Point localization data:
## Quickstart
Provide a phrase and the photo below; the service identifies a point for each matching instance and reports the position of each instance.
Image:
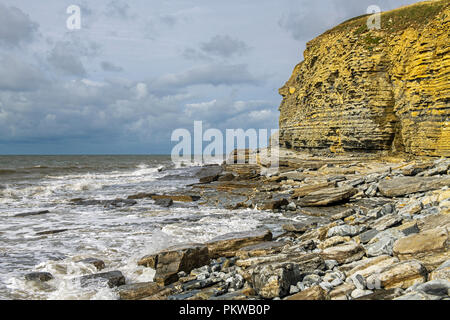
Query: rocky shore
(376, 230)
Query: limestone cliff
(367, 90)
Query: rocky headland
(365, 139)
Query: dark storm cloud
(221, 46)
(17, 75)
(224, 46)
(212, 74)
(307, 19)
(16, 27)
(66, 56)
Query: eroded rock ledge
(374, 90)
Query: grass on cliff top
(418, 14)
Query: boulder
(164, 202)
(345, 230)
(400, 275)
(39, 276)
(137, 291)
(227, 244)
(314, 293)
(401, 186)
(275, 279)
(179, 258)
(28, 214)
(299, 227)
(344, 253)
(328, 196)
(260, 249)
(342, 292)
(388, 221)
(442, 272)
(368, 267)
(149, 261)
(430, 247)
(111, 278)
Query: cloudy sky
(137, 70)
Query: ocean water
(118, 236)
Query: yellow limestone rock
(374, 90)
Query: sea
(117, 235)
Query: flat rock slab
(401, 186)
(39, 276)
(328, 196)
(400, 275)
(105, 203)
(431, 247)
(299, 227)
(227, 244)
(137, 291)
(179, 258)
(112, 279)
(29, 214)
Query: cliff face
(372, 90)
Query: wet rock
(149, 261)
(367, 267)
(342, 292)
(307, 189)
(441, 272)
(333, 241)
(382, 295)
(39, 276)
(299, 227)
(435, 287)
(368, 235)
(111, 278)
(179, 258)
(50, 232)
(29, 214)
(415, 168)
(180, 198)
(99, 264)
(273, 204)
(344, 253)
(275, 279)
(106, 203)
(164, 202)
(429, 247)
(384, 246)
(328, 196)
(407, 185)
(400, 275)
(137, 291)
(313, 293)
(411, 209)
(358, 293)
(227, 244)
(342, 215)
(345, 230)
(260, 249)
(388, 221)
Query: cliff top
(418, 14)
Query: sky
(137, 70)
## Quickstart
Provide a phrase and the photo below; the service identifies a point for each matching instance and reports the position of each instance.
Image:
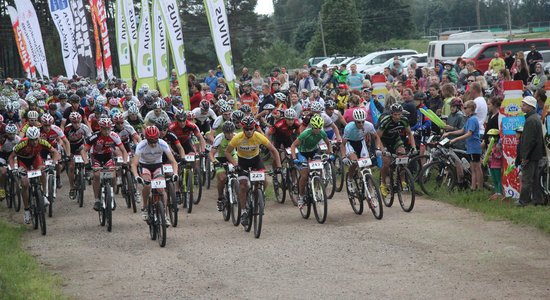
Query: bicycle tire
(161, 223)
(236, 205)
(403, 192)
(258, 212)
(375, 200)
(356, 198)
(320, 205)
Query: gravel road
(438, 251)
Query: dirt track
(437, 251)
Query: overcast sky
(264, 7)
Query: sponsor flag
(170, 14)
(32, 35)
(63, 20)
(85, 59)
(219, 27)
(20, 41)
(145, 69)
(160, 51)
(123, 44)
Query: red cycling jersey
(101, 144)
(184, 133)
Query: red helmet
(152, 132)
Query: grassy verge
(536, 216)
(21, 277)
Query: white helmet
(33, 133)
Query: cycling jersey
(309, 141)
(248, 147)
(149, 155)
(101, 144)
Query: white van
(452, 49)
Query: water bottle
(379, 158)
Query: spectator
(532, 151)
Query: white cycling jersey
(149, 155)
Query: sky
(264, 7)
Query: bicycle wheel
(51, 189)
(340, 173)
(437, 177)
(172, 204)
(373, 196)
(259, 205)
(161, 223)
(356, 197)
(320, 205)
(405, 189)
(234, 202)
(330, 179)
(108, 207)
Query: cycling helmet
(33, 114)
(248, 122)
(205, 105)
(330, 104)
(33, 133)
(75, 117)
(317, 122)
(152, 132)
(118, 118)
(359, 115)
(237, 116)
(228, 127)
(246, 109)
(11, 128)
(162, 123)
(105, 123)
(225, 108)
(316, 107)
(290, 114)
(133, 110)
(396, 107)
(47, 119)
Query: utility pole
(322, 35)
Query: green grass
(21, 277)
(536, 216)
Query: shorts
(474, 157)
(154, 170)
(358, 147)
(254, 163)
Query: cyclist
(357, 135)
(76, 133)
(391, 129)
(217, 156)
(247, 144)
(308, 146)
(103, 144)
(28, 156)
(148, 157)
(8, 140)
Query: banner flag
(32, 35)
(64, 22)
(101, 19)
(85, 66)
(161, 51)
(219, 27)
(122, 43)
(21, 45)
(132, 29)
(98, 59)
(145, 69)
(171, 16)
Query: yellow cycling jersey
(248, 147)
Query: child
(470, 133)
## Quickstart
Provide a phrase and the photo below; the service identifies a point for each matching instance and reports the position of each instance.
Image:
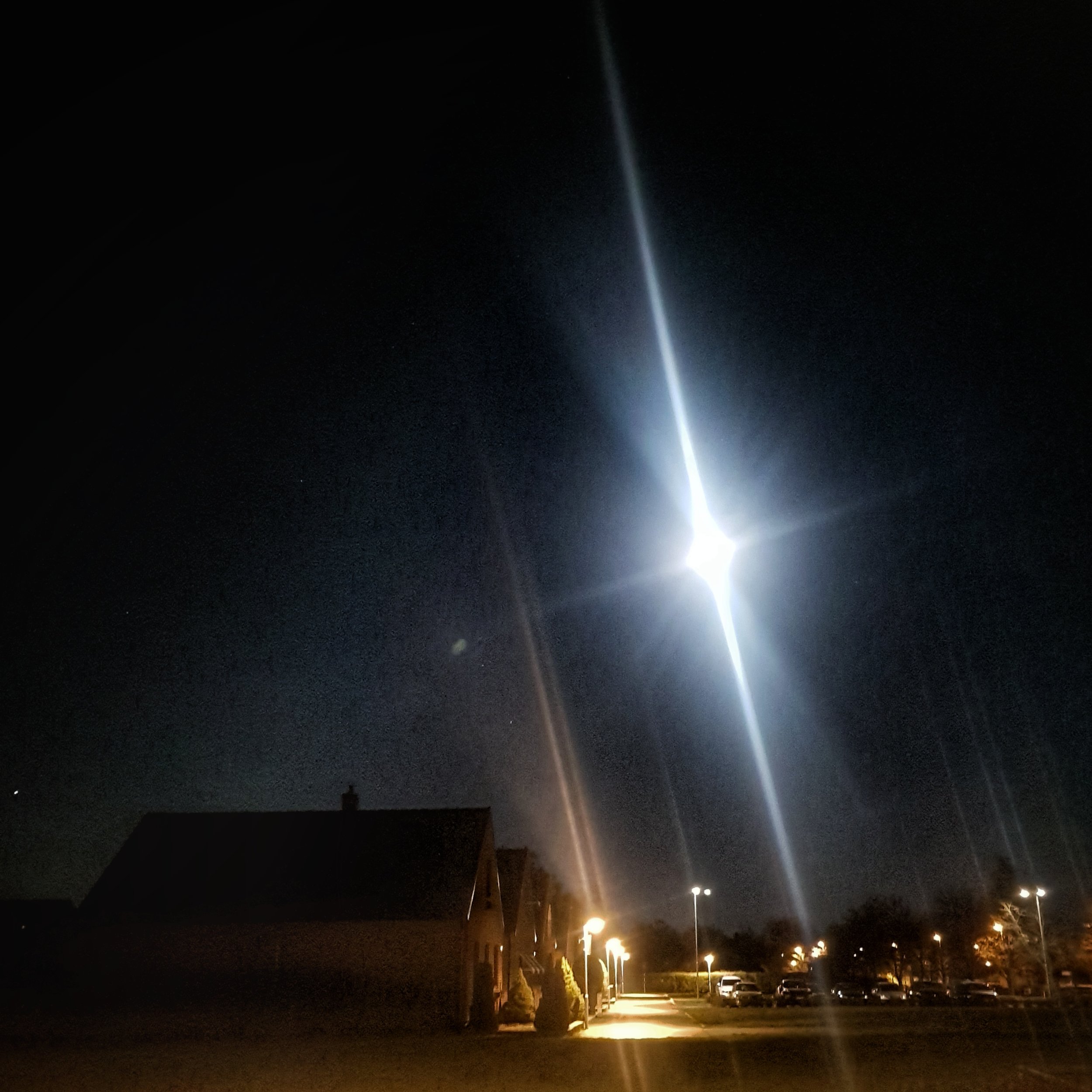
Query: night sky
(328, 351)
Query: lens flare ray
(712, 551)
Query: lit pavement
(643, 1016)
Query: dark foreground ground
(910, 1050)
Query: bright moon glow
(711, 554)
(712, 549)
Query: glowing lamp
(711, 552)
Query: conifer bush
(520, 1007)
(573, 992)
(553, 1015)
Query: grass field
(761, 1051)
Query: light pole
(614, 945)
(1040, 894)
(592, 925)
(697, 961)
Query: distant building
(391, 909)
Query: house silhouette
(391, 909)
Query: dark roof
(294, 866)
(511, 865)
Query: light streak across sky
(711, 553)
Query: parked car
(972, 992)
(746, 994)
(792, 992)
(885, 991)
(929, 993)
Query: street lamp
(697, 892)
(1040, 894)
(592, 925)
(613, 947)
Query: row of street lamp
(615, 951)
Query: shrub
(483, 1008)
(573, 991)
(553, 1015)
(520, 1007)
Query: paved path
(643, 1016)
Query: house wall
(410, 966)
(485, 925)
(522, 940)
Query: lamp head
(711, 552)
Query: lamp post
(614, 945)
(592, 925)
(1040, 894)
(697, 961)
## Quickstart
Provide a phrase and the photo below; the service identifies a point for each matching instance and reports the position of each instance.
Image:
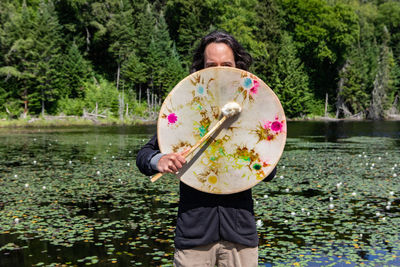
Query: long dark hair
(243, 59)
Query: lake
(73, 196)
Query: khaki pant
(221, 253)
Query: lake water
(73, 196)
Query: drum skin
(244, 150)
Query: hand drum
(244, 150)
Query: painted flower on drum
(254, 89)
(172, 118)
(270, 129)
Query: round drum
(244, 150)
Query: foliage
(51, 50)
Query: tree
(290, 81)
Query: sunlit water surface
(73, 196)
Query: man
(211, 229)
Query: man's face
(218, 54)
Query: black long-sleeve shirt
(204, 218)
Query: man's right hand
(171, 163)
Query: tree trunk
(42, 102)
(326, 105)
(25, 96)
(118, 73)
(87, 39)
(341, 108)
(140, 93)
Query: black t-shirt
(204, 218)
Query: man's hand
(171, 163)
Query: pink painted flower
(172, 118)
(276, 126)
(254, 89)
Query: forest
(121, 58)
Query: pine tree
(290, 81)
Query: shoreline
(79, 121)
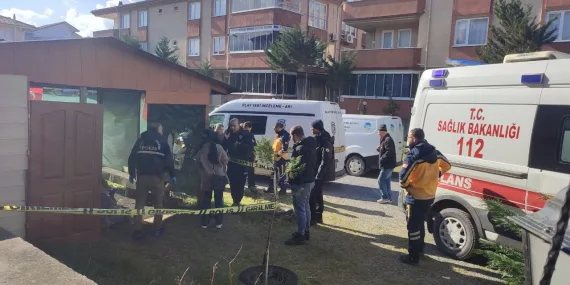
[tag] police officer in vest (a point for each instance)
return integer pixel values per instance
(149, 161)
(239, 144)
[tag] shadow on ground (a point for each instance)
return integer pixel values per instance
(335, 255)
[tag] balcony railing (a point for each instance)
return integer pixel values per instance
(404, 58)
(382, 9)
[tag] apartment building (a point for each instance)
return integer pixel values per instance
(395, 40)
(232, 34)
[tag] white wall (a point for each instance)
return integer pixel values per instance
(13, 150)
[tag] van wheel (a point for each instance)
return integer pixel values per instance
(454, 233)
(355, 165)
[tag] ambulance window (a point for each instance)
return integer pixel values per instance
(565, 150)
(258, 123)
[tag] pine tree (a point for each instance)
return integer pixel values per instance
(518, 32)
(132, 41)
(295, 50)
(206, 69)
(165, 51)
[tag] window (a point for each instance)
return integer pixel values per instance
(125, 21)
(404, 38)
(258, 123)
(264, 82)
(387, 39)
(561, 25)
(471, 32)
(194, 11)
(219, 45)
(565, 149)
(247, 5)
(398, 85)
(219, 8)
(253, 38)
(193, 47)
(317, 15)
(143, 18)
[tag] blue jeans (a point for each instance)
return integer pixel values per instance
(384, 183)
(301, 195)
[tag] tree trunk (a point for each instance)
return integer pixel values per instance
(283, 86)
(306, 84)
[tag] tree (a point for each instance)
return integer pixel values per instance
(165, 51)
(339, 74)
(206, 69)
(517, 32)
(132, 41)
(301, 52)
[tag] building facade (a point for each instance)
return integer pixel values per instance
(394, 40)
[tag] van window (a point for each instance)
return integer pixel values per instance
(258, 123)
(550, 146)
(216, 119)
(565, 149)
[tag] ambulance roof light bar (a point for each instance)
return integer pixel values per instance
(534, 56)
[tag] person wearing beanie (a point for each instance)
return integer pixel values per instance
(280, 155)
(387, 162)
(325, 169)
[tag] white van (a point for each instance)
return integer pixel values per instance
(362, 139)
(264, 113)
(505, 128)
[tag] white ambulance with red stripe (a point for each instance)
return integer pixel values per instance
(505, 128)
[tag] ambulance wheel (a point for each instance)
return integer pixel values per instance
(355, 165)
(454, 233)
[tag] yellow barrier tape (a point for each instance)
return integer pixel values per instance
(135, 212)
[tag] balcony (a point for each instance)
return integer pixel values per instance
(403, 58)
(366, 13)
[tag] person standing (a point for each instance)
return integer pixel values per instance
(325, 169)
(423, 165)
(148, 162)
(302, 183)
(239, 144)
(387, 162)
(280, 148)
(212, 162)
(247, 126)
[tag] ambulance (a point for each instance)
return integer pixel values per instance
(264, 113)
(505, 128)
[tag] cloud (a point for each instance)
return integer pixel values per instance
(87, 23)
(27, 16)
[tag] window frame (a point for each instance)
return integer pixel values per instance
(190, 40)
(222, 7)
(382, 40)
(468, 20)
(410, 41)
(560, 27)
(223, 40)
(191, 9)
(145, 24)
(126, 24)
(313, 17)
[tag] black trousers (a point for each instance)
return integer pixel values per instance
(279, 167)
(237, 174)
(316, 202)
(417, 213)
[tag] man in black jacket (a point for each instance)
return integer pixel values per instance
(325, 169)
(387, 153)
(302, 180)
(149, 160)
(239, 144)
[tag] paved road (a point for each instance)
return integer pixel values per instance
(350, 206)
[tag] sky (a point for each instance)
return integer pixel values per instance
(75, 12)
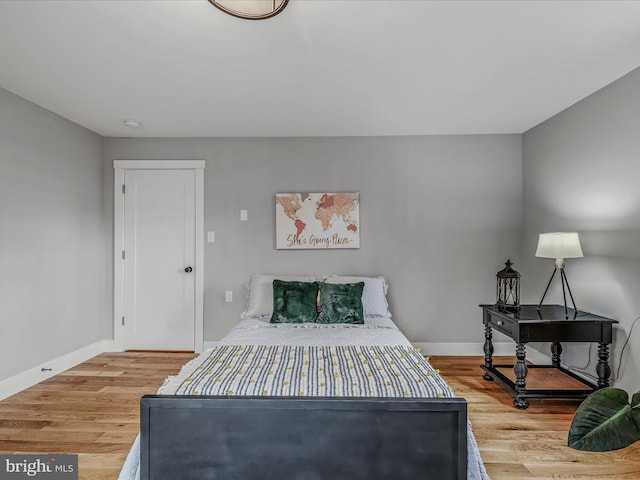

TASK TO CARRY OUT:
The lines to copy are those above that contain the string "person".

THE COMPLETED TASK:
[tag] person wearing beanie (a point for each instance)
[tag] person standing (a point for each instance)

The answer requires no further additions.